--- Supplied records ---

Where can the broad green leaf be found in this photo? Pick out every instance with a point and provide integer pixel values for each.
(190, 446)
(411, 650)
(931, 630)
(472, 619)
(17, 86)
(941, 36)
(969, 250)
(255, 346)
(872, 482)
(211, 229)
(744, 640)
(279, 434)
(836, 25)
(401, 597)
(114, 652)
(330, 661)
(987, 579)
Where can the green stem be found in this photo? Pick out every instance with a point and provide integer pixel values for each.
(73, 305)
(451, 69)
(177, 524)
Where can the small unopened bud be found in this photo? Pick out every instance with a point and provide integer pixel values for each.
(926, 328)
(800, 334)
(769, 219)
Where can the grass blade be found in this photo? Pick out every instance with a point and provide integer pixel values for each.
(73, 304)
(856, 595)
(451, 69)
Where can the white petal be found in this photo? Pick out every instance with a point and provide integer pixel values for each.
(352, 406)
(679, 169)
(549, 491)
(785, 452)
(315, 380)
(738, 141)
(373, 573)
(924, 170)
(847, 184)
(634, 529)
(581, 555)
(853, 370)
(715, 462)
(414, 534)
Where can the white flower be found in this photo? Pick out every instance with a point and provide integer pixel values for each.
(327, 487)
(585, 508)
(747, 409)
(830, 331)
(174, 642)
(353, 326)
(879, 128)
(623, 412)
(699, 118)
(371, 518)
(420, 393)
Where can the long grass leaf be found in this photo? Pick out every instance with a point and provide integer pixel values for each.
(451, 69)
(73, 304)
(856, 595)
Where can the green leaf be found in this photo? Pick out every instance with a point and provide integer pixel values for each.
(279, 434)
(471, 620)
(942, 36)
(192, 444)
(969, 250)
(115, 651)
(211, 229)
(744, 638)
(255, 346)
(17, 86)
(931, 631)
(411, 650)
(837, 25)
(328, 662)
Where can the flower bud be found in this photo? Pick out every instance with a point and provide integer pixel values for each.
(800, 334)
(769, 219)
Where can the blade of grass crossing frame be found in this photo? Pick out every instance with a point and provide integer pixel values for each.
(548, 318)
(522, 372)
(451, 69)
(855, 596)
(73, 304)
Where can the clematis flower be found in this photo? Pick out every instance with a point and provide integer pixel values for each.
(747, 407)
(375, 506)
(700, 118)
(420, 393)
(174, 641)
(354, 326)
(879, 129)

---

◆ **Request**: Quote the data above in full, changing nothing.

◆ **Solution to the exercise**:
Where can the broad green leaf be found in this photo? Pick out every instance with a point and provide integer pixel values for each.
(190, 446)
(411, 650)
(931, 630)
(472, 619)
(17, 86)
(941, 36)
(969, 250)
(255, 346)
(872, 482)
(211, 229)
(744, 640)
(279, 434)
(836, 25)
(401, 597)
(114, 652)
(330, 661)
(987, 579)
Where can the green stem be found in this photo? Pick out every instance with a point and provide integer pixel values for each.
(73, 305)
(451, 69)
(177, 524)
Where can the small unopened bud be found in this photo? Pick out every instance with a point and provide integer pixel values for each.
(926, 328)
(800, 334)
(769, 219)
Where can the grass blade be found in this photo? Pick out every instance with a point and provide integer pixel values for each.
(73, 304)
(856, 595)
(451, 69)
Where can the white petal be found in this photo? Pick out every instance with a point and provide integer pixel values for each.
(352, 406)
(679, 169)
(549, 491)
(785, 452)
(315, 380)
(738, 141)
(373, 573)
(924, 170)
(847, 184)
(634, 529)
(581, 555)
(853, 370)
(715, 462)
(414, 534)
Where can the white flower be found in this photo? Pick out every instance with a point and provide integer pixel values for each.
(327, 487)
(585, 508)
(747, 409)
(830, 331)
(174, 642)
(353, 326)
(879, 128)
(623, 412)
(699, 118)
(371, 518)
(420, 393)
Where can the long grass leaf be found in this photo? Pick out every instance with a point and provide integer pixel values for each.
(451, 69)
(73, 304)
(856, 595)
Where can the green leaf be found in this photo? Pick out every instance with a point and provide integer pixel values for each.
(279, 434)
(471, 620)
(942, 36)
(192, 444)
(969, 250)
(115, 651)
(211, 229)
(744, 638)
(255, 346)
(17, 86)
(931, 631)
(411, 650)
(837, 25)
(328, 662)
Where can the flower bud be found in this photo? Pick out every instance with a point and provide integer pixel values for each.
(800, 334)
(769, 219)
Where can the blade of grass crossing frame be found in this photo? Pick out every instance with a point and provide integer pixel values for each.
(548, 318)
(522, 372)
(451, 69)
(855, 596)
(73, 304)
Where can the clematis flower be found in this photo? Pick out every instance with a point and provide integer pixel values for each.
(747, 407)
(375, 506)
(700, 118)
(420, 393)
(174, 641)
(354, 326)
(879, 129)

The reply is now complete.